[本文抜粋]
新型コロナのおかげで、いかに我が国のデジタル化が遅れているかがよく分かりました。行政はもとより、医療、教育もデジタル化が進んでいません。一般企業も同じではないでしょうか。これからは、デジタルをうまく取り入れたところが成長していくでしょう。

コトラーのリテール4.0

フィリップ・コトラー教授の最新本、『コトラーのリテール4.0』を読みました。「リテール」とは「小売」のことです。この本には、これからの小売業のあり方が書かれています。コトラー教授はマーケティングの大家ですから、きっと小売業のマーケティング手法についても紹介してあると思い出版後すぐに買いました。さすがに面白い内容がたくさん載っていますが、デジタル用語がふんだんに出てきます。初めて目にするカタカナ英語も多く、結構読むのに苦労をしました。

それはともかく、この本に書かれていることを参考に、今後のスポーツショップのあり方を考えてみました。タイトルに「リテール4.0」とあるくらいですから、「リテール1.0」「リテール2.0」「リテール3.0」もあります。

「リテール1.0」は、1910年代のアメリカにセルフサービスの店舗が登場した時から始まりました。豊富な品ぞろえと、競争力のある価格を特徴とし、さらに売り手をなくした店舗です。「リテール2.0」は、1960年代に登場したショッピングセンターの時代になります。広大な敷地にさまざまな店舗が軒を連ねて、人々が楽しむ場所となりました。「リテール3.0」は、1990年代の後半にECショップが登場したことで始まります。アマゾン、イーベイ、アリババに代表される「小売業」ですね。

そして、「リテール4.0」は、2010年以降急激に発展したデジタル技術によってもたらされた小売業の姿を指します。その特徴は、消費者がぼう大な情報に接することができるようになったことと、メーカーが直接消費者に接することが簡単になったことです。

戦略の変化

そして、デジタル技術の発達によって、それまでの小売業の戦略が変わっていくことになります。つまり、最近まで小売業にとっての一番の戦略は、「立地の良さ」と「豊富な品ぞろえ」にありました。ですから、行きやすい場所に広い売り場を構え、ぎっしりと商品を詰め込んだ小売店が隆盛を誇っていたのです。まさにこれが競争に勝つ秘訣でした。

ところが、この手法は「リテール4.0」の世界では通用しません。ECショップの出現によって、必ずしも広い売り場の店舗は必要なくなりました。そして、立地はスマートフォンにとって代わられ、手のひらに移ったのです。従来の小売店にとっては、大きな時代の変化が来てしまいました。これに適応できるかどうかが、今後の勝負の分かれ目です。

だからといって、コトラー教授はECショップだけに力を入れよと言っているわけではありません。リアルな店舗も重要だと言っています。なぜなら、アクセンチュア・ストラテジー調査によれば、消費者の73%は、店舗の販売員と交流して問題解決をして欲しいと思っているからです。

そして、消費者はネットの世界とリアル店舗を行ったり来たりします。つまり、ECショップも必要ですが、リアル店舗の役割が無くなるわけではないのです。とはいえ、今までの店舗のあり方を変えていかないと、これからの消費者には受け入れられません。そこで、コトラー教授はリアルな店舗にいろいろな要求をします。

[提供データ]
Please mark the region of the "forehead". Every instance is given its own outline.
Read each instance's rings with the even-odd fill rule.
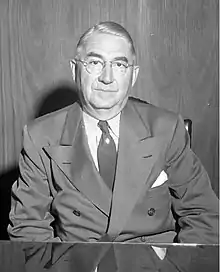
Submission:
[[[94,33],[86,41],[83,51],[85,55],[94,52],[104,58],[119,56],[132,58],[131,46],[128,41],[123,37],[112,34]]]

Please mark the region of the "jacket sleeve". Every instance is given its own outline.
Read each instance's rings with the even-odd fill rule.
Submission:
[[[218,198],[206,170],[189,146],[189,135],[179,116],[166,152],[172,209],[177,220],[176,241],[216,244]]]
[[[23,149],[19,158],[19,178],[12,186],[10,224],[11,240],[59,241],[50,226],[52,196],[46,172],[27,126],[23,131]]]

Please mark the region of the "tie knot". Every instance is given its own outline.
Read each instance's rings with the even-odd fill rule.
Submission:
[[[105,134],[109,133],[109,125],[107,121],[99,120],[98,127],[101,129],[101,131]]]

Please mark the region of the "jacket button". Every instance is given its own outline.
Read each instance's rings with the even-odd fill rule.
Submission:
[[[153,216],[155,214],[155,209],[150,208],[147,213],[148,213],[149,216]]]
[[[146,242],[146,237],[145,236],[141,236],[141,242]]]
[[[78,211],[78,210],[74,210],[73,213],[74,213],[76,216],[80,216],[80,211]]]

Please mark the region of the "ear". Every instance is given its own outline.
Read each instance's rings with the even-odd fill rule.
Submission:
[[[74,59],[70,60],[70,68],[72,71],[73,81],[76,80],[76,61]]]
[[[133,74],[132,74],[132,83],[131,83],[132,87],[134,86],[134,84],[135,84],[135,82],[137,80],[138,73],[139,73],[139,66],[134,66]]]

[課題]
本文によると、コトラー教授がリアルな店舗も重要だとするのはなぜですか。一～三文で説明してください。 このデータは使わなくてもかまいません。

[解答欄]
アクセンチュア・ストラテジー調査によれば、消費者の73%が、店舗の販売員と交流して問題解決をしてほしいと思っているからです。